*Required tasks*.
1. Answer these questions from the PostgreSQL deadlock thread, giving each answer on its own line, labeled (a), (b), and (c).
(a) What date and time appear on the log entry?
(b) Which process blocks process 20928?
(c) What is the service_plane table used for?
2. Summarize the PostgreSQL deadlock thread in two sentences.
3. Carry on the PostgreSQL deadlock thread from the point where the text stops.

-- Begin Document section --

Michael Fuhr wrote:
> On Sun, Mar 27, 2005 at 12:54:28AM -0600, Guy Rouillier wrote:
>> I'm getting the following in the server log:
>> 
>> 2005-03-27 06:04:21 GMT estat DETAIL:  Process 20928 waits for
>> ShareLock on transaction 7751823; blocked by process 20929.
>>      Process 20929 waits for ShareLock on transaction 7768115;
blocked by
>> process 20928. 2005-03-27 06:04:21 GMT estat CONTEXT:  SQL statement
>> "SELECT 1 FROM ONLY "rumba"."service_plane" x WHERE
>> "service_plane_id" = $1 FOR UPDATE OF x"
> ...
>> The service_plane table is a reference table, i.e., a fixed set of
>> values used only to validate foreign keys.  So the code doesn't have
>> any update statements on that table.  I'm assuming PostgreSQL is
>> generating that SQL to validate the foreign key.  But why is it
>> selecting for update?

-- End Document section --
-- Begin Records supplied --

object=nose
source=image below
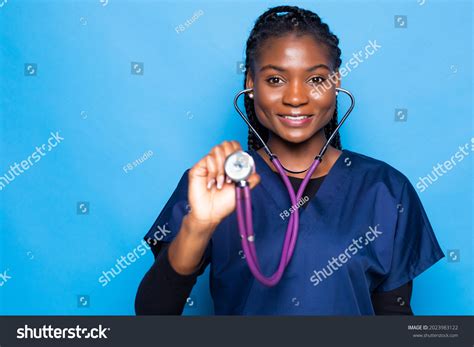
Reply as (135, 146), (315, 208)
(283, 80), (309, 107)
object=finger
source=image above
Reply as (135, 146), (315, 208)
(212, 145), (226, 190)
(206, 154), (217, 189)
(247, 172), (261, 189)
(230, 140), (242, 153)
(221, 141), (240, 184)
(188, 157), (208, 178)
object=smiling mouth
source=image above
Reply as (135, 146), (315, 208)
(278, 114), (313, 121)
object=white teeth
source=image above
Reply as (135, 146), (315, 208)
(284, 116), (308, 120)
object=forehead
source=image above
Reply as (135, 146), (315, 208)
(254, 34), (332, 70)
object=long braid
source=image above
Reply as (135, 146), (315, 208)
(244, 6), (342, 150)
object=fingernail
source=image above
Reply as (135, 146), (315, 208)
(217, 175), (224, 189)
(207, 178), (216, 189)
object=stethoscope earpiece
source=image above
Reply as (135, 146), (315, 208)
(231, 88), (355, 286)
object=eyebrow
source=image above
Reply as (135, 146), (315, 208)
(260, 64), (331, 72)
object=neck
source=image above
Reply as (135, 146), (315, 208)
(258, 129), (341, 178)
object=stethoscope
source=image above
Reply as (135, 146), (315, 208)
(224, 88), (355, 287)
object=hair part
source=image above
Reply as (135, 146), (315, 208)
(244, 6), (342, 150)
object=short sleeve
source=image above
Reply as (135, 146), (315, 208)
(375, 179), (444, 292)
(144, 169), (204, 257)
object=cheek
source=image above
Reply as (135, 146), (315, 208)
(311, 88), (336, 108)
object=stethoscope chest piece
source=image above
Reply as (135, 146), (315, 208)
(224, 151), (255, 183)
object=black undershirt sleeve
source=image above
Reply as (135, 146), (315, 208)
(135, 176), (413, 315)
(135, 243), (209, 315)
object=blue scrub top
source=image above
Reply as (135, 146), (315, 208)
(145, 150), (444, 315)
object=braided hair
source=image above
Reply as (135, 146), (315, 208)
(244, 6), (342, 150)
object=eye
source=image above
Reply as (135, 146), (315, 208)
(310, 76), (326, 84)
(267, 76), (283, 84)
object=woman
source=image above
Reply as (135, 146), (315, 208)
(135, 6), (444, 315)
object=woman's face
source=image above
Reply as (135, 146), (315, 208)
(247, 34), (340, 143)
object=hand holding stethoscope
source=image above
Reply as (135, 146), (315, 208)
(188, 141), (260, 227)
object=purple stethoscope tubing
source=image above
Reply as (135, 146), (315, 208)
(234, 88), (355, 287)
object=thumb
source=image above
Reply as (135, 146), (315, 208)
(247, 172), (261, 189)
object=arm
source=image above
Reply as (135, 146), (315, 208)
(135, 215), (213, 315)
(371, 281), (413, 316)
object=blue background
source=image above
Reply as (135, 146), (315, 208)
(0, 0), (474, 315)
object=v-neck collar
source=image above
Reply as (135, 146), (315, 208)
(247, 149), (352, 220)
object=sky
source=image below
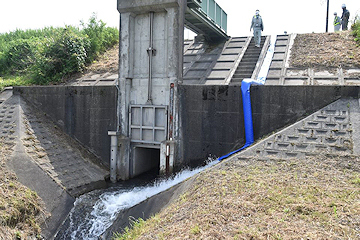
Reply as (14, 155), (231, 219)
(0, 0), (360, 37)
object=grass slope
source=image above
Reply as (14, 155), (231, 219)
(116, 155), (360, 239)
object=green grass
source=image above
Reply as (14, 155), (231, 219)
(114, 155), (360, 240)
(0, 76), (31, 92)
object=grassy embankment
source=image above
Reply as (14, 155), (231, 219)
(0, 16), (118, 240)
(0, 15), (119, 91)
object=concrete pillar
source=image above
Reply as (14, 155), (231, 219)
(117, 0), (186, 179)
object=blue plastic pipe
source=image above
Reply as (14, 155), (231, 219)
(218, 36), (276, 161)
(218, 79), (254, 161)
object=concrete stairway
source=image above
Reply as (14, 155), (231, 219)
(183, 37), (250, 85)
(237, 99), (360, 159)
(265, 34), (360, 86)
(231, 36), (266, 83)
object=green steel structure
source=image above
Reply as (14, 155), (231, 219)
(185, 0), (229, 41)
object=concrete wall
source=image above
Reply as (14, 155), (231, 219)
(180, 85), (360, 165)
(14, 86), (117, 166)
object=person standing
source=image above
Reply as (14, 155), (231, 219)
(334, 12), (341, 32)
(250, 10), (264, 47)
(341, 4), (350, 30)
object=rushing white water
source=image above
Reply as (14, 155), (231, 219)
(60, 160), (218, 240)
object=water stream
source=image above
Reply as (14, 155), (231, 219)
(55, 160), (218, 240)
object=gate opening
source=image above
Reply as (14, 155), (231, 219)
(130, 146), (160, 177)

-- End Records supplied --

*Exercise responses*.
1.
(a) 2005-03-27 06:04:21 GMT
(b) Process 20929
(c) It is a fixed set of values used only to validate foreign keys.

2. Guy Rouillier reports a server log entry in which processes 20928 and 20929 each wait for a ShareLock on a transaction while blocked by the other, during a SELECT ... FOR UPDATE on the service_plane table. He says the table is a fixed reference table used only to validate foreign keys, so his code never updates it, and asks why PostgreSQL, which he assumes generates that SQL to validate the foreign key, selects for update.

3.
> 
> To make sure the referenced key can't change until the transaction
> completes and the referencing row becomes visible to other
> transactions (or is rolled back) -- otherwise other transactions
> could change or delete the referenced key and not know they'd be
> breaking your referential integrity.  The current implementation
> supports only exclusive row-level locks (SELECT FOR UPDATE), but I
> think Alvaro might be working on shared row-level locks for a future
> release.       

Michael, thanks for the reply.  The current approach seems pretty...
fragile.  I encountered this deadlock because I have two tables (call
them T1 and T2), each with a foreign key to the same reference table.
I'm inserting about 2 million rows a day into each of these two tables.
Rows arrive in logical batches, so to help out performance, I only
commit after inserting every N rows. The deadlock arises because thread1
inserts some set of rows into T1 while thread2 inserts a set of rows
into T2.  The cardinality of the reference table is very small (only
about 10 rows) so the inserts into T1 and T2 are virtually guaranteed to
both reference the same values.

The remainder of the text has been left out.